• WHAT THE TASK REQUIRES:
Extract each line of the data below exactly as written.
━━━ DATA FOR THIS EXERCISE ━━━
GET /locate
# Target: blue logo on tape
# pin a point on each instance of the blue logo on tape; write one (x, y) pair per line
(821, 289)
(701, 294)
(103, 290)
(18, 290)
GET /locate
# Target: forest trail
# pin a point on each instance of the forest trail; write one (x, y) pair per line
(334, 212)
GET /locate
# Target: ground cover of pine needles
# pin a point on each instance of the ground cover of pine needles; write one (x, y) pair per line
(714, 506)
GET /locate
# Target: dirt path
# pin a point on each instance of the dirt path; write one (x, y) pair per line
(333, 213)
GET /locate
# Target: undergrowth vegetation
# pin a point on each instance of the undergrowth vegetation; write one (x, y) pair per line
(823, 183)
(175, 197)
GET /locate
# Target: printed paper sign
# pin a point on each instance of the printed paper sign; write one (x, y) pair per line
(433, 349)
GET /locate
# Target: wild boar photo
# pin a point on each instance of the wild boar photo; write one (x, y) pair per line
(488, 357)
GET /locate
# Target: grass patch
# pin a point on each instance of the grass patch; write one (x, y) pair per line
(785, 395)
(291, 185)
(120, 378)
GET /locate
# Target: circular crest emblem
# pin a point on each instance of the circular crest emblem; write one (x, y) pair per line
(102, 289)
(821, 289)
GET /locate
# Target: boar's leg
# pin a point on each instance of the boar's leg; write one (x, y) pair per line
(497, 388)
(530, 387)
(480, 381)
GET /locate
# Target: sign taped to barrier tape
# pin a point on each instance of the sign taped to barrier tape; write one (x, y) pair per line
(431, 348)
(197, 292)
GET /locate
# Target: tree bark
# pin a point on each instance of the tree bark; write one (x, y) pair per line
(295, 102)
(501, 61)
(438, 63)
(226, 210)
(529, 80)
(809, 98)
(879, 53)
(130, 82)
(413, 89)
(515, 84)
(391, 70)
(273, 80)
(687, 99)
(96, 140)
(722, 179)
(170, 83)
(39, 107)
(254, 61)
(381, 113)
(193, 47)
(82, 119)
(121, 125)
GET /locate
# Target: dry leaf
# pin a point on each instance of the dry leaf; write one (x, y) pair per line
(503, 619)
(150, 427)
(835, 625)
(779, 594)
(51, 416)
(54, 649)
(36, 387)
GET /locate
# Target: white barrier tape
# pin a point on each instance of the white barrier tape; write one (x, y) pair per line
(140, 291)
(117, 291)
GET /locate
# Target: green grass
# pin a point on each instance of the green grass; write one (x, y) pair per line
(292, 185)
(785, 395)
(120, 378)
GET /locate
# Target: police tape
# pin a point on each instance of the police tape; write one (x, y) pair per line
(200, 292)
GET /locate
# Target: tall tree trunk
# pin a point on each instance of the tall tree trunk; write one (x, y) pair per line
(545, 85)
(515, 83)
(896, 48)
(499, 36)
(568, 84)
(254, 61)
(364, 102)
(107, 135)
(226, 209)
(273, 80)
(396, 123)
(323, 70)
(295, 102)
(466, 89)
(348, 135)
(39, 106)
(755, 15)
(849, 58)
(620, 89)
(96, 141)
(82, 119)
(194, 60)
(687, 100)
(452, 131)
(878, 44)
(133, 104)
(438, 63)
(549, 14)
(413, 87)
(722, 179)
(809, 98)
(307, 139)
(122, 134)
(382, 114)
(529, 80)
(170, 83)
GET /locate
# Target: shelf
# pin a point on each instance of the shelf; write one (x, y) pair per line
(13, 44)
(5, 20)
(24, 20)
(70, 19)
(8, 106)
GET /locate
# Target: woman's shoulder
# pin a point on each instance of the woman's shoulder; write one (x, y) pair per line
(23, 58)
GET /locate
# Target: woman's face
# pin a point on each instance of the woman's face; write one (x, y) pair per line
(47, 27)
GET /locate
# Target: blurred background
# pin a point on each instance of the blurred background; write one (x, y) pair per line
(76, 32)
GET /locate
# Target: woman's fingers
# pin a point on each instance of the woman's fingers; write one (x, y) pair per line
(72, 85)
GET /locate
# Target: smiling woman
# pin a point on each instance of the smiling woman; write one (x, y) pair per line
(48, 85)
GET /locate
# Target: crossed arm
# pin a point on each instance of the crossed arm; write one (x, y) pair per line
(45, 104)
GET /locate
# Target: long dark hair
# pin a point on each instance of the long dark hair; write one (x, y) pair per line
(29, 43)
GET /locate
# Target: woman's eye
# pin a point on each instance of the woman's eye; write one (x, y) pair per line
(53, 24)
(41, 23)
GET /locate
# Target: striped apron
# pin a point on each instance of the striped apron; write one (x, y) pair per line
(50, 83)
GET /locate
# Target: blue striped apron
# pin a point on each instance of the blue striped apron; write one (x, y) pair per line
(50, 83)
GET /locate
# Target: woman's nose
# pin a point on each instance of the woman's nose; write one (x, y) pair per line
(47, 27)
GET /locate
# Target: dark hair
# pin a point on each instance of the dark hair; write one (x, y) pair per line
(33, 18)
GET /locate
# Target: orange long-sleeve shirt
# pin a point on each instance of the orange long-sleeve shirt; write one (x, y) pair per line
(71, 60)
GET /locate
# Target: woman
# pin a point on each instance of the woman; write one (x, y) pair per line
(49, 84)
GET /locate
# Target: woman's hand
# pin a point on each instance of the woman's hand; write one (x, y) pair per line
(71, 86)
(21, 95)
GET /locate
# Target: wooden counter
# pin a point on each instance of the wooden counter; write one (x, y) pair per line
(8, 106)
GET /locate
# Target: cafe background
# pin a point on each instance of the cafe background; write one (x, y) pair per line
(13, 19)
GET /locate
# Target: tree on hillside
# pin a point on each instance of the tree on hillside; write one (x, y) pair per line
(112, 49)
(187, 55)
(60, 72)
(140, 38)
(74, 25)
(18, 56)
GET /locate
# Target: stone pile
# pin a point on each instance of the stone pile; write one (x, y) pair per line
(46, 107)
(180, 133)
━━━
• SOLUTION:
GET /locate
# Target: blue logo on tape
# pin a point on each instance of the blue logo on tape; write one (x, y) pair per line
(821, 289)
(701, 294)
(103, 290)
(18, 290)
GET /locate
# Target: forest trail
# pin a point on each instance of the forest trail; write one (x, y) pair per line
(334, 212)
GET /locate
# Target: ground cover of pine needles
# pin a point on each instance of the ground cover of pine needles; write one (x, y) pair per line
(714, 506)
GET /locate
# Target: dirt path
# pin a point on each instance of the dirt path; write one (x, y) pair per line
(333, 213)
GET /locate
# Target: undergrowth vegetation
# pin a point on each instance of the undergrowth vegetation; write one (x, y) pair per line
(823, 183)
(175, 197)
GET /locate
# Target: printed paper sign
# pin a point on each instance of the printed paper sign; write one (x, y) pair per line
(433, 349)
GET /locate
# Target: wild boar photo
# pin a point on each instance of the wild boar photo; write one (x, y) pair per line
(488, 357)
GET /locate
# Target: grass patch
# pin a point on each instance of the grass patch; write one (x, y) pair per line
(785, 395)
(291, 185)
(120, 378)
GET /locate
# Target: circular crest emblem
# pin a point on each instance of the circular crest emblem; write one (x, y) pair per line
(102, 289)
(821, 289)
GET /locate
# Target: boar's leg
# pin a point on each instance of the boar's leg; write one (x, y) pair per line
(497, 388)
(530, 387)
(480, 381)
GET /locate
# Target: sign taped to barrier tape
# pin a point on each instance of the sign taped to barrier tape; write one (x, y) pair per line
(431, 348)
(197, 292)
GET /locate
# Target: tree bark
# pin a point on each instance of the tree bark; write one (x, y) pair per line
(295, 102)
(501, 61)
(438, 63)
(226, 210)
(529, 80)
(809, 98)
(879, 53)
(130, 82)
(413, 89)
(515, 84)
(391, 70)
(273, 80)
(687, 99)
(96, 140)
(722, 179)
(170, 83)
(39, 107)
(254, 61)
(381, 113)
(193, 47)
(82, 119)
(121, 125)
GET /locate
# Target: dry leaf
# pin a point on each instance of the dry leaf; write one (x, y) pair per line
(503, 619)
(150, 427)
(835, 625)
(779, 594)
(51, 416)
(54, 649)
(36, 387)
GET /locate
# Target: white barrier tape
# pin a point on each instance of the white barrier tape; write one (x, y) pair per line
(140, 291)
(117, 291)
GET /locate
# Target: green grass
# pin a point on each instance of the green grass; write one (x, y) pair per line
(292, 185)
(785, 395)
(120, 378)
GET /locate
# Target: police tape
# pin a point on each instance of the police tape; write one (x, y) pair per line
(200, 292)
GET /locate
# Target: tall tree trunk
# pin a point on each instance of the tall tree trunk; write one (x, y) pair per line
(545, 85)
(515, 83)
(896, 48)
(499, 36)
(568, 84)
(254, 61)
(364, 102)
(107, 135)
(226, 209)
(273, 80)
(396, 123)
(323, 70)
(295, 102)
(466, 89)
(348, 135)
(39, 106)
(755, 15)
(849, 58)
(620, 89)
(96, 141)
(82, 119)
(194, 60)
(687, 100)
(452, 131)
(878, 44)
(133, 104)
(438, 63)
(549, 14)
(413, 87)
(722, 179)
(809, 98)
(307, 139)
(122, 134)
(382, 114)
(529, 80)
(170, 83)
GET /locate
# Target: shelf
# pin a point on each instance of the shelf; write one (x, y) pair per line
(13, 44)
(5, 20)
(24, 20)
(70, 19)
(8, 106)
GET /locate
# Target: woman's shoulder
# pin a point on each instance of the woman's shoulder; write one (x, y) pair per line
(23, 58)
GET /locate
# Target: woman's face
# pin a point on each instance of the woman's face; write one (x, y) pair per line
(47, 27)
GET /locate
# Target: blurred background
# pin a point on each instance of the blurred background; write one (x, y) pair per line
(76, 32)
GET /locate
# Target: woman's fingers
# pin a point on each instance of the woman's fingers; write one (x, y) pair per line
(72, 85)
GET /locate
# Target: smiling woman
# pin a point on each instance of the smiling woman; write one (x, y) pair per line
(48, 85)
GET /locate
# Target: crossed arm
# pin a point on each instance of the crossed arm; write one (x, y) pair per line
(45, 104)
GET /locate
# Target: long dark hair
# pin a point on each instance of the long dark hair; write one (x, y) pair per line
(29, 43)
GET /locate
# Target: woman's eye
# pin a point on each instance of the woman's eye; write one (x, y) pair per line
(53, 24)
(41, 23)
GET /locate
# Target: striped apron
# pin a point on each instance of the striped apron; write one (x, y) pair per line
(50, 83)
GET /locate
# Target: blue striped apron
# pin a point on each instance of the blue striped apron; write one (x, y) pair per line
(50, 83)
GET /locate
# Target: woman's nose
# pin a point on each instance of the woman's nose; write one (x, y) pair per line
(47, 27)
GET /locate
# Target: dark hair
# pin a point on each instance of the dark hair; write one (x, y) pair per line
(33, 18)
GET /locate
# Target: orange long-sleeve shirt
# pin a point on each instance of the orange long-sleeve shirt; write one (x, y) pair per line
(71, 60)
GET /locate
# Target: woman
# pin a point on each instance of the woman; write one (x, y) pair per line
(49, 84)
GET /locate
# Target: woman's hand
# pin a point on each instance of the woman's hand; write one (x, y) pair per line
(71, 86)
(21, 95)
GET /locate
# Target: wooden counter
# pin a point on each instance of the wooden counter; write one (x, y) pair per line
(8, 106)
GET /locate
# Target: cafe background
# pin a point on each instance of the cafe background; write one (x, y) pair per line
(13, 19)
GET /locate
# Target: tree on hillside
# pin a point on each instance of the tree on hillside; write one (x, y) pair per line
(112, 49)
(187, 55)
(60, 72)
(140, 38)
(74, 25)
(18, 56)
GET /locate
# Target: stone pile
# pin a point on each instance of the stone pile; write one (x, y) pair per line
(46, 107)
(180, 133)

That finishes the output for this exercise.